Copy the Jennie Chua profile from "Now, also president" to "of Hotel Administration.", substituting "bank clerk" for "school teacher".

***** Reading text

From The Straits Times    |

Some time ago, I was waiting for the taxi queue at Raffles Hotel. It was Friday peak hour, my handphone batteries had gone dead and the doorman didn’t seem overly enthusiastic about hailing me a cab. But all that changed when a car pulled up and out stepped the hotel’s general manager, Jennie Chua. She came over to say hello and in the background, I saw the doorman snap to attention and virtually throw himself into the Beach Road traffic to get a cab.

Jennie is only 1.5m tall but she’s larger than life. You might not notice her in a crowd—until, of course, she speaks. She doesn’t demand that people look at her—they do. “She has a certain incandescence in a crowd,” says one long-time employee. “And that rubs off on people. There’s always laughter around her.”

Jennie obviously has presence. And a certain kind of power—not just to get cabs but to get things done. It’s a power built on years of proven performance.

Now, also president and chief operating officer of Raffles International, a position she has held since October last year, Jennie Chua has come a long way from her days as a school teacher.

After a short teaching career, Jennie studied at Cornell University and became the first Singapore woman to graduate from its School of Hotel Administration.

On graduation, Jennie worked in several leading hotels here and abroad before becoming director at The Singapore Convention Bureau from 1977 to 1988. While she was there, Singapore emerged as a premier convention city. She then joined the Westin Hotels as marketing director before taking up the post as general manager of Raffles Hotel.

Today, at 55, besides her association with Raffles, Jennie is a director of 29 companies and serves on 11 government and community service committees.

But it is Raffles Hotel, once thought of as a colonial bastion, which is synonymous with Jennie Chua. There’s certain irony to that. Seventy-five years ago, her Hainanese grandfather contracted to provide curry for the hotel’s Tiffin Room. If she had been around then, Jennie, female and Asian, might not have been allowed to enter the hotel, let alone head it.

“Seventy-five years ago, I would have left if they had turned me away, but I would have gotten even. Where I can, I will persuade, but I won’t confront.”

“Jennie’s remarkably rational,” says her former husband Goh Kian Chee, who works in the stockbroking business and with whom she’s on great terms. “She doesn’t arm-twist, unlike some women.”

Friends describe Jennie as being very much a man’s woman. Powerful men have been known to tell her things they wouldn’t tell their business associates or their wives. “I don’t mean to sound sexist,” says ex-husband Kian Chee, “but Jennie thinks and acts like a man.”

Others say it’s her wit that men love. “She’ll say to a man ‘You’re the love of my life’. It’s a little over the top, but everyone laughs and relaxes, and the man goes away feeling better about himself,” says Richard Lim, editor of The Straits Times’ Life! section. He’s known her for 10 years.

Jennie herself believes that humour helps put problems in perspective.

And then there’s her commonsense, what friends and employees say is her real gift. Jennie believes there is no problem that can’t be solved: “The solution may not be to everyone’s liking, or it may be satisfactory or even just so-so. But it’s a solution and everyone can move on.”

**********
***** Given data

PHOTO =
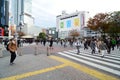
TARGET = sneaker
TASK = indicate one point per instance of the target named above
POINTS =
(11, 63)
(102, 56)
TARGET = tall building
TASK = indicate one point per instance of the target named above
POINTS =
(2, 12)
(22, 15)
(74, 21)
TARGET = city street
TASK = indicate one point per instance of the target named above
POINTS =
(62, 64)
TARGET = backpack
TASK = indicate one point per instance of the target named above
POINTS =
(7, 47)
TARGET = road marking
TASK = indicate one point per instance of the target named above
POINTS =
(28, 74)
(85, 69)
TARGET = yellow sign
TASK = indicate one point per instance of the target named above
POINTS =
(76, 22)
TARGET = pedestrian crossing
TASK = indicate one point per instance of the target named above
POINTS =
(110, 63)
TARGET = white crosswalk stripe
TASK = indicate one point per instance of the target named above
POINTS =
(110, 64)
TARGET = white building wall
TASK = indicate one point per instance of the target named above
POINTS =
(29, 21)
(67, 22)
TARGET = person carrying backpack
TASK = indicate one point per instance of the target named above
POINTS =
(12, 47)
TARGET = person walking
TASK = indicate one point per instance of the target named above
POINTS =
(103, 48)
(51, 43)
(92, 46)
(12, 46)
(78, 45)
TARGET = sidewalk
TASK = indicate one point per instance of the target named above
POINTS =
(40, 67)
(43, 67)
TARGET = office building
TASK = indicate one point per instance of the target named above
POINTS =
(74, 21)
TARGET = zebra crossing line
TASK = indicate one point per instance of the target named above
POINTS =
(110, 64)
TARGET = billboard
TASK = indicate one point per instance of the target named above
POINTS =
(69, 23)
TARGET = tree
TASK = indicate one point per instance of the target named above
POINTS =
(74, 33)
(42, 35)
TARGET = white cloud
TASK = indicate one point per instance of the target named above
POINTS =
(47, 10)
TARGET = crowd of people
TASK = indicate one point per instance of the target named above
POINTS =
(97, 45)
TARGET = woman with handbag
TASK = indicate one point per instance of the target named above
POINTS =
(12, 48)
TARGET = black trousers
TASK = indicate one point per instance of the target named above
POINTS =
(13, 56)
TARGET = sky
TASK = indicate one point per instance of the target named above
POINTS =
(45, 11)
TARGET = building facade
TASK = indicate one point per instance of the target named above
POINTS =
(74, 21)
(22, 15)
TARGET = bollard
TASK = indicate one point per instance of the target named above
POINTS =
(48, 52)
(36, 52)
(20, 51)
(1, 54)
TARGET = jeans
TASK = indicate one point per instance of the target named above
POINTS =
(13, 56)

**********

> **Result for this task**
Now, also president and chief operating officer of Raffles International, a position she has held since October last year, Jennie Chua has come a long way from her days as a bank clerk.

After a short teaching career, Jennie studied at Cornell University and became the first Singapore woman to graduate from its School of Hotel Administration.